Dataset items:
────

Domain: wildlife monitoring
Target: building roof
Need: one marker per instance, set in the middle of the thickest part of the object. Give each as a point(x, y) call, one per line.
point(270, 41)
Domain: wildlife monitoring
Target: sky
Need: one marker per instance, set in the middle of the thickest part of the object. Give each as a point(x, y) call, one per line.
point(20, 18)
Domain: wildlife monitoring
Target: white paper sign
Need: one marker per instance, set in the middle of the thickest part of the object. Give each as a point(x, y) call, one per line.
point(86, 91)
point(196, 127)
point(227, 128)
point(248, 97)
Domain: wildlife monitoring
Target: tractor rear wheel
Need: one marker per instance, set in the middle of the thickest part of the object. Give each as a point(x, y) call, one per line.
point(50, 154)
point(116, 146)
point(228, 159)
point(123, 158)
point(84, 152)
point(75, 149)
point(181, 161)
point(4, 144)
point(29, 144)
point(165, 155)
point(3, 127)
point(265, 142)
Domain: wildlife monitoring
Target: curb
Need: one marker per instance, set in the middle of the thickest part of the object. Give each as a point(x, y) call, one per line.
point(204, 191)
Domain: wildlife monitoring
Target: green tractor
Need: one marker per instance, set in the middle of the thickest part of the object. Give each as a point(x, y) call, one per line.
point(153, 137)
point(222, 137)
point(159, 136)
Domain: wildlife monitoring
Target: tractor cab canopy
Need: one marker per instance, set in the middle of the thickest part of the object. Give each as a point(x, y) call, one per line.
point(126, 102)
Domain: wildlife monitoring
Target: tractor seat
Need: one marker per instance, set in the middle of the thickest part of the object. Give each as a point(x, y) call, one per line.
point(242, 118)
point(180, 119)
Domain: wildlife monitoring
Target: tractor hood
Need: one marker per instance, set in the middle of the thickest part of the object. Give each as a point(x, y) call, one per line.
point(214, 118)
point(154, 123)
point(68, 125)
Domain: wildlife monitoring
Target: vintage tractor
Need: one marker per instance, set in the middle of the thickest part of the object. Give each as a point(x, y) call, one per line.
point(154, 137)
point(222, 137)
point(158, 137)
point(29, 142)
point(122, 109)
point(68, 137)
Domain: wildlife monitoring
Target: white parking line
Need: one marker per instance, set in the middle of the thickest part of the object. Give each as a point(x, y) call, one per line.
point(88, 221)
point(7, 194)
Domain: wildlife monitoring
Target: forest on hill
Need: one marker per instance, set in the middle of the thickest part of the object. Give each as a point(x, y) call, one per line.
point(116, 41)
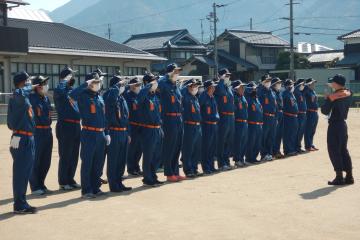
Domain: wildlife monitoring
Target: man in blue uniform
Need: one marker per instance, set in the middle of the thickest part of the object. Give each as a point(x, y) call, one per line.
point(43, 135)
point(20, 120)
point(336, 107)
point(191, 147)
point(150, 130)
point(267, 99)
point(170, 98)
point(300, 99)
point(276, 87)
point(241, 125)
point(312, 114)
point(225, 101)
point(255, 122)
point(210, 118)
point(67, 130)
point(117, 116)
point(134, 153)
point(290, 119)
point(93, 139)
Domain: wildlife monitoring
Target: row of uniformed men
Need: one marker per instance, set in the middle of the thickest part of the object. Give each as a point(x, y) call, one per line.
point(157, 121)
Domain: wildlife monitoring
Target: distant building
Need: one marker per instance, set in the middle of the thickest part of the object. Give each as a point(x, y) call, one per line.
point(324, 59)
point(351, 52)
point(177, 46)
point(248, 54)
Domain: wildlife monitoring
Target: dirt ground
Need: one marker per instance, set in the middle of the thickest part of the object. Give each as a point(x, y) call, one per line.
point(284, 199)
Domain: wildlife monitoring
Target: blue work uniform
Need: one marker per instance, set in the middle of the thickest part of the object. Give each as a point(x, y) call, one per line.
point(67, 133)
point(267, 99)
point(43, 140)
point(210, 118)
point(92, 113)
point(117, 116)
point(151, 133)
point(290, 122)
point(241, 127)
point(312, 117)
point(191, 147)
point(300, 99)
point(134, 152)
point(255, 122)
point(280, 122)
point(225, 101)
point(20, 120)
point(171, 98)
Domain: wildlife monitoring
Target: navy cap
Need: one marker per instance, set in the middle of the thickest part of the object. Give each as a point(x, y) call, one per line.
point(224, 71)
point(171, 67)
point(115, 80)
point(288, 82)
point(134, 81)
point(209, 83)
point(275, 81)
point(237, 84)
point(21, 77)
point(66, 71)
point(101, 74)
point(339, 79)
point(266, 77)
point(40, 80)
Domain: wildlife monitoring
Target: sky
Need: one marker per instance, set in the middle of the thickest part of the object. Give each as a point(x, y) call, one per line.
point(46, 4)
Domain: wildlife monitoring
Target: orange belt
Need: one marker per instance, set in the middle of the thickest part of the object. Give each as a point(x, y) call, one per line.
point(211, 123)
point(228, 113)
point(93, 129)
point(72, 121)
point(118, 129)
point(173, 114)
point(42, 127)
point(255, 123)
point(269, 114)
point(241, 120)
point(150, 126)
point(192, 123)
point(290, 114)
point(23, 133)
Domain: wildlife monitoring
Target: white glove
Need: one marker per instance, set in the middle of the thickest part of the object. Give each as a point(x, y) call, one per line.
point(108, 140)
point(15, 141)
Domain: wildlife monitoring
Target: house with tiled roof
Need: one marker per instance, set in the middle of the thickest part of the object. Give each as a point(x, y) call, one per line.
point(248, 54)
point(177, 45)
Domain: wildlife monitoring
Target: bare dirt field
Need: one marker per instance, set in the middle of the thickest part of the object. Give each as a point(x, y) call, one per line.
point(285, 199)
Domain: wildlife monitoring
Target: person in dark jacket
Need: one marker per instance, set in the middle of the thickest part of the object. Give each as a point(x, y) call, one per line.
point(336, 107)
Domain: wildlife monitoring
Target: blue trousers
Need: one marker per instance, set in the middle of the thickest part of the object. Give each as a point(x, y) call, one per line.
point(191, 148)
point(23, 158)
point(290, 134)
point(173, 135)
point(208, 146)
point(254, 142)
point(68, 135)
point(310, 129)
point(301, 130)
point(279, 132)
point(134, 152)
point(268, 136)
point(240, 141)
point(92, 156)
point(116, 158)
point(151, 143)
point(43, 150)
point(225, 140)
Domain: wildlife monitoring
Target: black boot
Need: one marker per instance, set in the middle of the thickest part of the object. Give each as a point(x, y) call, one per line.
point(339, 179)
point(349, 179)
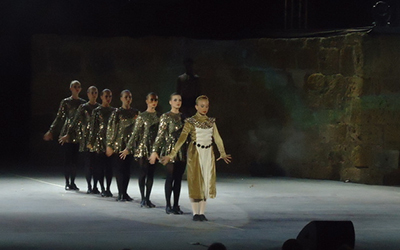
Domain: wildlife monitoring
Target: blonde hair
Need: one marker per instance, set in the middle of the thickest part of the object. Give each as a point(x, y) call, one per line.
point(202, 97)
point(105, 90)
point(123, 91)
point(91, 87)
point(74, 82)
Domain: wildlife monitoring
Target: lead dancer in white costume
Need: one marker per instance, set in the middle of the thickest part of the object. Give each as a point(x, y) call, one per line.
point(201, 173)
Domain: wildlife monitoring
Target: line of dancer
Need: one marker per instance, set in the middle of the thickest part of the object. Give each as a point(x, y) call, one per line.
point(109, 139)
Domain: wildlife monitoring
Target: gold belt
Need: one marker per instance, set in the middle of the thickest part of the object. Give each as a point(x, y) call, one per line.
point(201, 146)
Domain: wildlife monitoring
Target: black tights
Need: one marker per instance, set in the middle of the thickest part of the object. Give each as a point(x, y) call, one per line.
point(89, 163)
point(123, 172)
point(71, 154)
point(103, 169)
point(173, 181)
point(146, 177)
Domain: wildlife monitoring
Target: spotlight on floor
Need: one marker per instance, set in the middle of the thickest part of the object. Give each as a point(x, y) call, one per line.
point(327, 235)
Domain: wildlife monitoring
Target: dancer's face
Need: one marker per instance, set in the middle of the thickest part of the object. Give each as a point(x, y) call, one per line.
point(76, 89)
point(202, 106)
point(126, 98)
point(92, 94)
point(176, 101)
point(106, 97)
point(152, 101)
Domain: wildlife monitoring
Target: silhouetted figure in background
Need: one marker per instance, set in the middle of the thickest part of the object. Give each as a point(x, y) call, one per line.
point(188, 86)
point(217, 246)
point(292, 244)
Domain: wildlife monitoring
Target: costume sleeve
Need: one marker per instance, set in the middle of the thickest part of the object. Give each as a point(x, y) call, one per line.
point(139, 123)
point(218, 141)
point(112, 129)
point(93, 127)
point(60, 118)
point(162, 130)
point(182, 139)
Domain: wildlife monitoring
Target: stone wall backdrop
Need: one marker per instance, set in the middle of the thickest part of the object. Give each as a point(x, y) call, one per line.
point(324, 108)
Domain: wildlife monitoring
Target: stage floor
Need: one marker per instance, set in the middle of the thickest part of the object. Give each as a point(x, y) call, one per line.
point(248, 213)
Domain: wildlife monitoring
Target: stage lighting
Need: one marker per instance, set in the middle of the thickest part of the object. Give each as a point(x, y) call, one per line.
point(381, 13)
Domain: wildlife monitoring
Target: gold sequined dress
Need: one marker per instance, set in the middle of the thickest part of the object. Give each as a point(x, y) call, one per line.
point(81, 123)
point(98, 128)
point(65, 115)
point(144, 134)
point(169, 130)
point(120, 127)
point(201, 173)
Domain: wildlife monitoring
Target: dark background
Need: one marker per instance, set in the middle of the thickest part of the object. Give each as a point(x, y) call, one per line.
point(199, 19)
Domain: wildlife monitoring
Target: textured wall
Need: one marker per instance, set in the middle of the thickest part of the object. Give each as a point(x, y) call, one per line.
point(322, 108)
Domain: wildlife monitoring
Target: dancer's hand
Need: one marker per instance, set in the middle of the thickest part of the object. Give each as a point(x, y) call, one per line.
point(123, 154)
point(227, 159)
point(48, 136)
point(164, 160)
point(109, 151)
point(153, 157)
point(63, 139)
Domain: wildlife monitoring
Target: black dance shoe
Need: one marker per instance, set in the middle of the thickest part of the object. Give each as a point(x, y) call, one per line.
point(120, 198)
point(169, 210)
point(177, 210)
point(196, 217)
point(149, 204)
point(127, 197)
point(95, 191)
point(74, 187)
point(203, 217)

────

- What to do: Please find every line in the records above that holds the word "dancer" and copy it.

- Exercise response:
Target: lead dancer in white costume
Target: line of dancer
Target: dancer's face
Target: dancer's hand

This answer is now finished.